KUTIPAN TEKS:
Artinya, empat latihan agar keputusan bodhicita kita tidak merosot di kehidupan ini, dan satu latihan agar tidak kehilangan keputusan bodhicita di kehidupan-kehidupan selanjutnya. Yang terakhir ini mensyaratkan tindakan menjauhkan diri dari empat hal dan menjalankan empat hal kebalikannya. Artinya, sebelum mengambil sumpah bodhisattwa, kita sudah mengikuti sebuah latihan tertentu, sebuah sila tertentu, bukan hanya dalam kerangka sumpah-sumpah pratimoksha, tetapi juga dalam kerangka janji-janji ini, latihan-latihan ini. Nah, apa saja latihan-latihan tersebut?

DAFTAR TUGAS:
1. Menurut kutipan tentang bodhicita, berapa latihan yang dijalankan agar keputusan bodhicita tidak merosot di kehidupan ini?
2. Tuliskan ulang tanpa perubahan bagian dari kutipan tentang bodhicita yang dimulai dengan "Artinya, empat latihan" dan diakhiri dengan "saja latihan-latihan tersebut?".

DATA YANG DIBERIKAN:
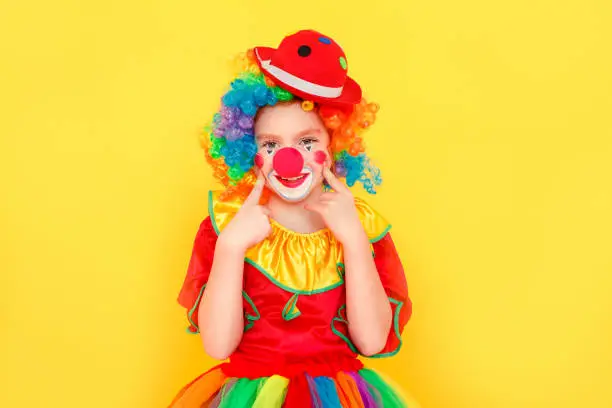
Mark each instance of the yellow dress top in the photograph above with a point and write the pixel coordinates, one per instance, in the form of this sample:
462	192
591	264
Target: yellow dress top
297	262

HASIL TIAP TUGAS:
1. Empat latihan.

2.
Artinya, empat latihan agar keputusan bodhicita kita tidak merosot di kehidupan ini, dan satu latihan agar tidak kehilangan keputusan bodhicita di kehidupan-kehidupan selanjutnya. Yang terakhir ini mensyaratkan tindakan menjauhkan diri dari empat hal dan menjalankan empat hal kebalikannya. Artinya, sebelum mengambil sumpah bodhisattwa, kita sudah mengikuti sebuah latihan tertentu, sebuah sila tertentu, bukan hanya dalam kerangka sumpah-sumpah pratimoksha, tetapi juga dalam kerangka janji-janji ini, latihan-latihan ini. Nah, apa saja latihan-latihan tersebut?